# WHAT IS EXPECTED:
Transcribe only the lines of the listing below from the one holding "Target: dark green pine tree" through the one holding "Target: distant parked car", inclusive, without any change.

# INFORMATION SUPPLIED:
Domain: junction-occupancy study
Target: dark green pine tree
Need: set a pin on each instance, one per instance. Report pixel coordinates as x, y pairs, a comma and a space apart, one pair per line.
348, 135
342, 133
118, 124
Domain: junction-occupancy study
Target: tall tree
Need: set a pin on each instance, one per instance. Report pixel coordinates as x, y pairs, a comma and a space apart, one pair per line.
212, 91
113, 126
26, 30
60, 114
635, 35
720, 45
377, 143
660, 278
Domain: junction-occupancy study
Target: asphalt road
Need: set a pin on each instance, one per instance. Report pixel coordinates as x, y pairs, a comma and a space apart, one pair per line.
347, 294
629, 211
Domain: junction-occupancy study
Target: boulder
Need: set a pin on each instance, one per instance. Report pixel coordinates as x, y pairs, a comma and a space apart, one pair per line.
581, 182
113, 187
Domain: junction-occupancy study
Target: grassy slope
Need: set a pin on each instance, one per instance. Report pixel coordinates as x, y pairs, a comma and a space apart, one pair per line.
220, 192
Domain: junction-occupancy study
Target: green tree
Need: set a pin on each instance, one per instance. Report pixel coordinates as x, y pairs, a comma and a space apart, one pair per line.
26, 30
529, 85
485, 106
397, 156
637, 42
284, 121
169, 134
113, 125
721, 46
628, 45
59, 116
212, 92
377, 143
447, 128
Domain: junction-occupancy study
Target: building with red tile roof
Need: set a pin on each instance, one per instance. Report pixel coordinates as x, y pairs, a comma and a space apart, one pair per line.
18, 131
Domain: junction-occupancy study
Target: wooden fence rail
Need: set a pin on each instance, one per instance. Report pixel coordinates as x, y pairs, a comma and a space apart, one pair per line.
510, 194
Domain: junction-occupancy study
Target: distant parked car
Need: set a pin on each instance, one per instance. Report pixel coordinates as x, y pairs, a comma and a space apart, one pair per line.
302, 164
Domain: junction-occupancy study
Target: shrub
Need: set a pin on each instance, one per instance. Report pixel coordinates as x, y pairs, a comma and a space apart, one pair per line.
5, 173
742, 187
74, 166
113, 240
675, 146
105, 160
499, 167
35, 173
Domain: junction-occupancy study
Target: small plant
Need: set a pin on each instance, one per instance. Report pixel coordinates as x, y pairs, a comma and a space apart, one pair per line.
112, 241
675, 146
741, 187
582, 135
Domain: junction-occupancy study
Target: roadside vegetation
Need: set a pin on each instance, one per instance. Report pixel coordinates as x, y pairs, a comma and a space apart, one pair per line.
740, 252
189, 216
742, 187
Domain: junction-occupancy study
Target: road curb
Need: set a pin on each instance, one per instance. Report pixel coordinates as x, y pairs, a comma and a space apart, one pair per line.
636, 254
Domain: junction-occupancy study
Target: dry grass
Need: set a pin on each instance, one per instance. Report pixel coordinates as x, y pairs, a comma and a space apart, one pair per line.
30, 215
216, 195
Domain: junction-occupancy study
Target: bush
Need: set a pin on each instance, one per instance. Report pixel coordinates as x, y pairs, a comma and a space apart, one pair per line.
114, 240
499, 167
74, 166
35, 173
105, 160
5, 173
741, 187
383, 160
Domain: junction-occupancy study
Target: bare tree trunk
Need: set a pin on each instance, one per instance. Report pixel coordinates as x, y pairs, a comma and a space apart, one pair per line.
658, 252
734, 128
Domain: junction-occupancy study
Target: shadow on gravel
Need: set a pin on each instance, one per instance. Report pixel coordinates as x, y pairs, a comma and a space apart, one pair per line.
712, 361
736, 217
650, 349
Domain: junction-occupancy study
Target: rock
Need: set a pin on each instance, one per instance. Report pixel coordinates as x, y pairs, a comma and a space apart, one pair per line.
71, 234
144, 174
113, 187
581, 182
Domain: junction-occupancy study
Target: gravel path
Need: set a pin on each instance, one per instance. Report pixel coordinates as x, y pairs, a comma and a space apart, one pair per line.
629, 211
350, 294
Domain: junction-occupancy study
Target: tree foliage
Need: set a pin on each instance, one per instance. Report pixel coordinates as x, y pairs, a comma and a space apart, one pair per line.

# RESULT OF THE TASK:
Target: dark green pine tree
Need: set a pin on each instance, one per instance. Report pixel coordinates as x, y pairs, a comma and a space apart, one pair per line.
348, 135
342, 133
118, 124
Domain: junction-occupancy study
Target: tall tree
Need: set a pin on each instance, one per instance. Report pixel coordinates as x, y pairs, a comma and a space apart, one pair per line.
212, 91
113, 126
26, 30
60, 114
635, 35
720, 45
377, 143
660, 278
Domain: junction-occupancy study
Target: asphalt road
Need: set a pin on each instance, one per instance. Report pixel coordinates as x, y pairs, a comma and a space apart, one pair per line.
347, 294
629, 211
Domain: junction-occupancy study
Target: boulder
Need: set a pin on each instance, one per instance. Report pixel coordinates as x, y pairs, a comma and a space apart, one pair per line.
581, 182
113, 187
Domain: junction-occupancy study
Target: grassy slope
Need: set a pin on each instance, one per instance. Report pixel coordinates as x, y pairs, a comma and a space apart, one pair per line.
220, 192
Domain: junction-occupancy study
Target: green tree
Need: set a pin on each instance, one per instance. Report pixel coordinates as x, y pairs, a comma and a space apart, one pair per line.
26, 30
529, 85
485, 106
397, 156
637, 42
284, 121
169, 134
113, 125
721, 46
628, 45
59, 116
212, 92
377, 143
447, 128
Domain: junction-occupancy study
Target: building with red tile roof
Need: set a pin on each instance, one per instance. Report pixel coordinates as x, y pairs, a comma and a space apart, one pair per line.
18, 131
Domain: junction-occupancy study
Target: wooden fence rail
Need: set a pin on each instance, one per instance. Report pixel coordinates as x, y pairs, a comma and a space apart, one pair per line.
510, 194
Domain: junction-occupancy study
Target: distant parked car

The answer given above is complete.